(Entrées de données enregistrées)

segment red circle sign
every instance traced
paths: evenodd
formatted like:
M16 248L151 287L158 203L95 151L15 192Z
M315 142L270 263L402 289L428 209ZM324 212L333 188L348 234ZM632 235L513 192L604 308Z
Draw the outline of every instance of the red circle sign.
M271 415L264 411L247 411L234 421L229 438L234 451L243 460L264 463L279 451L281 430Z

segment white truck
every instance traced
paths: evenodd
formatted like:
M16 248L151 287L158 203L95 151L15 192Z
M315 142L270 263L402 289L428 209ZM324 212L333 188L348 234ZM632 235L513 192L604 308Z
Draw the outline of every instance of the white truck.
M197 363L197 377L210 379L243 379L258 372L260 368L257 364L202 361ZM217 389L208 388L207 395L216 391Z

### Vos consignes:
Recopiez à l'identique toutes les lignes de l'ensemble des items ci-dessus.

### Corrigé de l'exercice:
segment red circle sign
every instance traced
paths: evenodd
formatted like:
M16 248L151 287L158 203L95 151L15 192Z
M315 142L270 263L402 289L428 209ZM324 212L333 188L348 234ZM632 235L513 192L604 308Z
Draw the outline of every instance of the red circle sign.
M271 415L264 411L247 411L234 421L229 438L234 451L243 460L264 463L279 451L281 430Z

segment white truck
every instance traced
paths: evenodd
formatted like:
M16 248L151 287L158 203L95 151L15 192Z
M315 142L270 263L402 289L428 209ZM324 212L333 188L348 234ZM632 235L513 192L604 308Z
Draw the outline of every instance of the white truck.
M197 363L197 377L210 379L243 379L258 372L260 368L257 364L202 361ZM217 389L208 388L207 395L216 391Z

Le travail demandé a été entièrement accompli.